▶ [What needs to be done]: Can you update all of the items below by replacing "compact brackets" with "square brackets" and keeping everything else the same? Leave the pictures out of your answer.

• • • • • • •

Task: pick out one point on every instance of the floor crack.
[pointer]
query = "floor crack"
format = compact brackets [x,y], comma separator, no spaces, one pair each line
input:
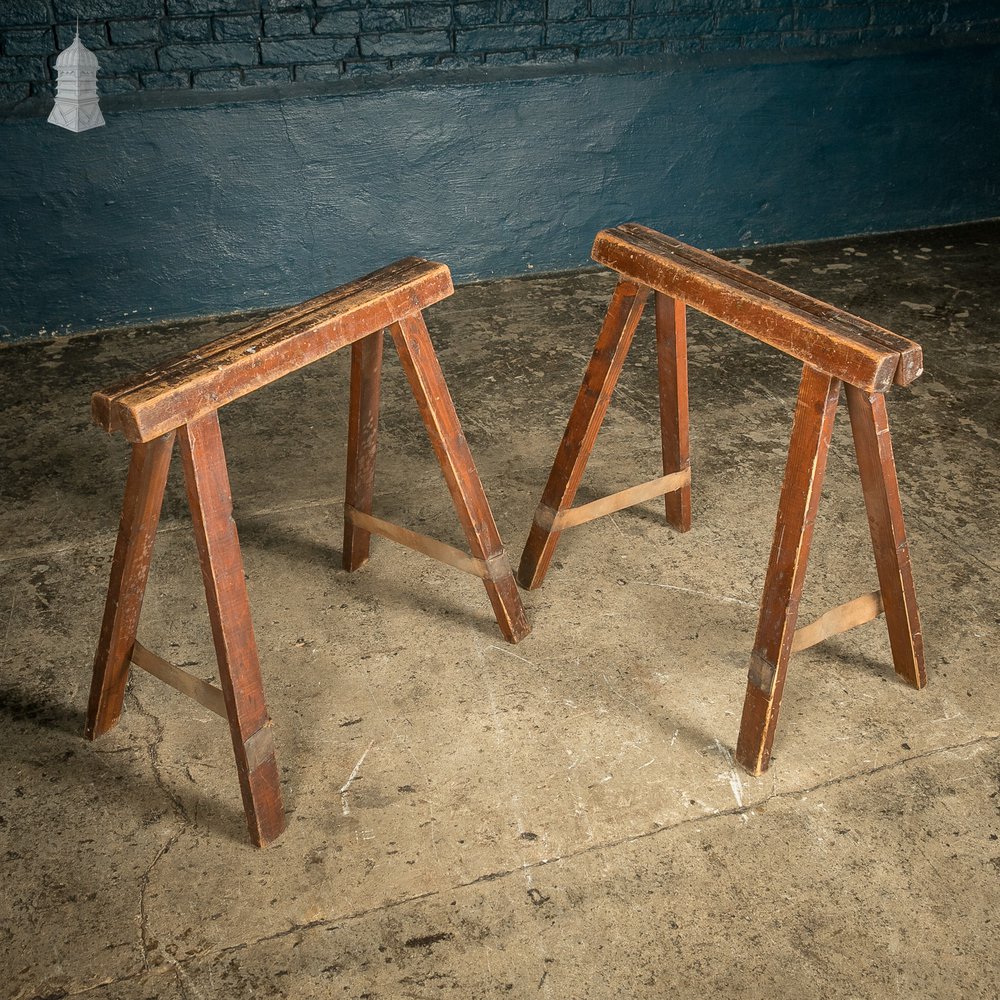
[147,943]
[187,986]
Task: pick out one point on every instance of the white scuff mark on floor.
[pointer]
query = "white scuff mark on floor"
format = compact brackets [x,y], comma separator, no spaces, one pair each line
[6,633]
[698,593]
[500,649]
[731,775]
[345,788]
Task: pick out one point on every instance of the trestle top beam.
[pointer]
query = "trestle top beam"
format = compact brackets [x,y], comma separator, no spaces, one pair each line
[178,391]
[828,339]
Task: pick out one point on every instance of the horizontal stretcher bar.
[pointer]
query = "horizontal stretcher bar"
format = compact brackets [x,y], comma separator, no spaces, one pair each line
[818,334]
[552,520]
[211,376]
[201,691]
[839,619]
[441,551]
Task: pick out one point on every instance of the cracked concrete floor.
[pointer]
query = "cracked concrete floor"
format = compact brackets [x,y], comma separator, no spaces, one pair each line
[556,819]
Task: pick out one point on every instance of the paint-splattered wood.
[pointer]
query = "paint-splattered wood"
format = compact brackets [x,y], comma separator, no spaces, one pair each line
[828,339]
[362,440]
[423,371]
[613,342]
[671,357]
[147,478]
[877,468]
[202,380]
[210,499]
[812,429]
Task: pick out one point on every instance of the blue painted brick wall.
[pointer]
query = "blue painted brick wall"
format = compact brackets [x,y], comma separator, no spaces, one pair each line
[233,44]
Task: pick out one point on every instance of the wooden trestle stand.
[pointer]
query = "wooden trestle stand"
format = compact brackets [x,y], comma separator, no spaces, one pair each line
[182,399]
[834,347]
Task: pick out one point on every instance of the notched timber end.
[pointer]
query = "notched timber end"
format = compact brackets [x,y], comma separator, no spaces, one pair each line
[828,338]
[210,376]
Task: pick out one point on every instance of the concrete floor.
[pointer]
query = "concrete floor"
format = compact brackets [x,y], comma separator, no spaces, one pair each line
[557,819]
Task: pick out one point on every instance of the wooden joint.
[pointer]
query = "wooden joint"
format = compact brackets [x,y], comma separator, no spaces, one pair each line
[259,748]
[550,520]
[762,673]
[431,547]
[180,680]
[839,619]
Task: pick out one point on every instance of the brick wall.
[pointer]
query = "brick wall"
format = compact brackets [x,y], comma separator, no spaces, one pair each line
[226,45]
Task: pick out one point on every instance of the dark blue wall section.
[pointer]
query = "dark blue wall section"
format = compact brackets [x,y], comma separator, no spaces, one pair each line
[194,210]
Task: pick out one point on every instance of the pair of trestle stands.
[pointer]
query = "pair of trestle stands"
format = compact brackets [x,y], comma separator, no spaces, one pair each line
[181,399]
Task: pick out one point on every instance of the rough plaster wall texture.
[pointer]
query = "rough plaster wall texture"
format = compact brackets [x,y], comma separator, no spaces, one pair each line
[193,211]
[214,45]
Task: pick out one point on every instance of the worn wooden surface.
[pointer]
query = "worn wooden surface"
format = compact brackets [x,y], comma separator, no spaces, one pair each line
[800,492]
[147,477]
[816,333]
[210,499]
[570,517]
[202,380]
[877,468]
[362,439]
[438,411]
[613,342]
[671,356]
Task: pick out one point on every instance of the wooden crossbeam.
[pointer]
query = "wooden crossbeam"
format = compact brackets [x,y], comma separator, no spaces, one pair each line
[196,383]
[180,680]
[552,520]
[441,551]
[822,336]
[839,619]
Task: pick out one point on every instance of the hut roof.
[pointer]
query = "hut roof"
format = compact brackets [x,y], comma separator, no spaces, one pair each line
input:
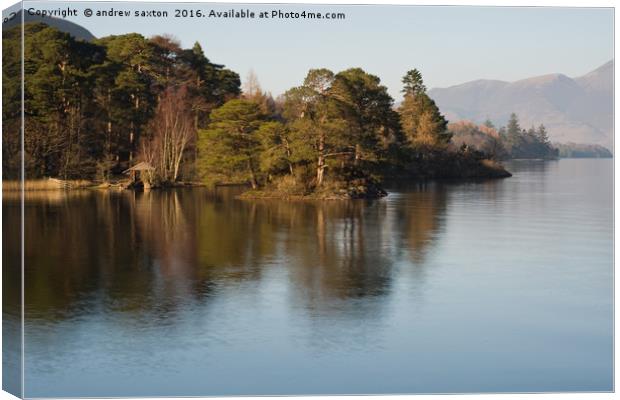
[141,166]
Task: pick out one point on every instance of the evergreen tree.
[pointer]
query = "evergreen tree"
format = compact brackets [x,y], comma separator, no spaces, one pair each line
[230,144]
[422,123]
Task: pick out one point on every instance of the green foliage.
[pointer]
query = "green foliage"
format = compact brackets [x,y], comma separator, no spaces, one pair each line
[413,83]
[87,105]
[230,145]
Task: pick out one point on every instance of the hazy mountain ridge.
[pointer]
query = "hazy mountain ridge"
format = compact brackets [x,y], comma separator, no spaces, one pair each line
[573,109]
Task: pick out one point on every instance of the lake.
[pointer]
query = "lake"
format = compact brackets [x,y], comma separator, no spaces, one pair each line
[441,287]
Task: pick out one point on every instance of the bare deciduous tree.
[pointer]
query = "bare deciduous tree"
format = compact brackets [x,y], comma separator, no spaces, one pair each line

• • • • • • •

▶ [Exercise output]:
Task: pick out one point on every instance of the floor crack.
[pointer]
query = "floor crack"
format = square brackets [x,y], comma separator, no spaces, one pair each line
input:
[147,943]
[187,986]
Task: pick out one point on every instance of the white scuff mark on floor.
[pointer]
query = "white scuff mark on floor"
format = square brackets [x,y], comma separator, no spaces, one pair each line
[6,633]
[698,593]
[500,649]
[731,775]
[345,788]
Task: pick out one point on every instance of the trestle top beam.
[pointer]
query = "trestle top beam"
format = square brackets [x,y], comma separator, no spaces, one pair each line
[178,391]
[828,339]
Task: pick out one point on every instance of the horizontal stretcher bar.
[pointer]
query = "horizontal stretcher bar"
format = square brackets [x,y], comma separator, no spaces, one pair each line
[818,334]
[552,520]
[211,376]
[201,691]
[839,619]
[441,551]
Task: pick out one point on every instance of the cracked concrete floor.
[pointer]
query = "cracked concrete floor"
format = square brackets [x,y], comma separator, no spaces, one pair each line
[556,819]
Task: pick out one point on every instance of the paint-splattered wood.
[pointer]
query = "paint-splattered wood"
format = square brackets [x,y], comma separator, no spaces, one pair each line
[828,339]
[362,440]
[423,371]
[613,342]
[671,357]
[147,478]
[877,468]
[202,380]
[210,499]
[812,429]
Task: pick out one point on every instance of the blue painted brick wall.
[pointer]
query = "blue painted brick wall"
format = square brackets [x,y], comma separator, no spaces, one pair each line
[233,44]
Task: pick out one point on every instance of the wooden trestle stand.
[pointer]
query = "wooden trestle stand"
format = square brackets [x,y], comma separator, no spaces, one pair each line
[182,399]
[834,347]
Task: pick out one point on every instance of the notched timber end.
[pointer]
query = "notched timber end"
format = square brackets [x,y], comma separator, no spaces, one pair each line
[828,338]
[210,376]
Task: pick out one point on every instance of the concrete floor.
[pointer]
query = "concrete floor"
format = square brackets [x,y], comma separator, no spaces, one pair each line
[557,819]
Task: pick out one point on every instance of the wooden joint.
[pointer]
query = "wooden joint"
format = square brackets [x,y], comma separator, no spaces, one pair each line
[259,748]
[550,520]
[762,673]
[431,547]
[180,680]
[839,619]
Task: pick out one point on every instance of the brick wall.
[pointer]
query = "brick wall"
format = square brackets [x,y], comma separator, no spaces, one pair each line
[226,45]
Task: pick out one point on every instance of the dark blue wall section.
[pointer]
query = "dark blue wall section"
format = square brackets [x,y], comma separator, no spaces, one pair each line
[194,210]
Task: pick out one point on every instance of the pair of trestle stands.
[pointer]
query = "pair of trestle stands"
format = square brackets [x,y], comma separator, no spaces, one pair each line
[181,399]
Task: pick out one point on every instance of the rough plaster wall texture.
[pointer]
query = "rough plaster wall texture"
format = square brackets [x,y], comma separator, no spaces, one pair each line
[193,211]
[214,45]
Task: pick out one point on every instance of the worn wooden surface.
[pointer]
query = "worn wooden surface"
format = square brackets [x,y], comma separator, no spaces, one pair each line
[800,492]
[147,477]
[816,333]
[210,499]
[570,517]
[202,380]
[877,468]
[362,439]
[438,411]
[613,342]
[671,356]
Task: pick out one point on every instance of the wooden crossbeam.
[pointer]
query = "wooden crossbeam"
format = square brackets [x,y], comma separator, no spaces, one pair each line
[196,383]
[180,680]
[552,520]
[441,551]
[822,336]
[839,619]
Task: pick out one point on every instance of the hut roof.
[pointer]
query = "hut roof"
format = square brackets [x,y], comma separator, no spaces, one pair each line
input:
[141,166]
Task: pick out one point on every instance of the evergreen tree.
[pointer]
query = "evergreen tree"
format = square brackets [x,y], comma separator, no spaces, one pair each line
[230,144]
[422,123]
Task: pick out one point on every instance of the green foliage.
[pointer]
query = "green foliage"
format = square brackets [x,y], comma separator, no spaces, one pair each line
[413,83]
[87,105]
[230,145]
Task: pick out one point on every instance of the hazy mountain ridge.
[pointer]
query = "hazy mountain ridge"
format = square brackets [x,y], comma separator, no spaces, one pair each line
[573,109]
Task: pick out one point on every instance of the lake.
[pointer]
query = "lake"
format = square brackets [x,y], comma separator, no spaces, one pair each line
[441,287]
Task: pick out one point on every instance of the bare deciduous tree.
[pointer]
query = "bare deciduous tree"
format = square brackets [x,y], comma separator, no spaces, one pair each line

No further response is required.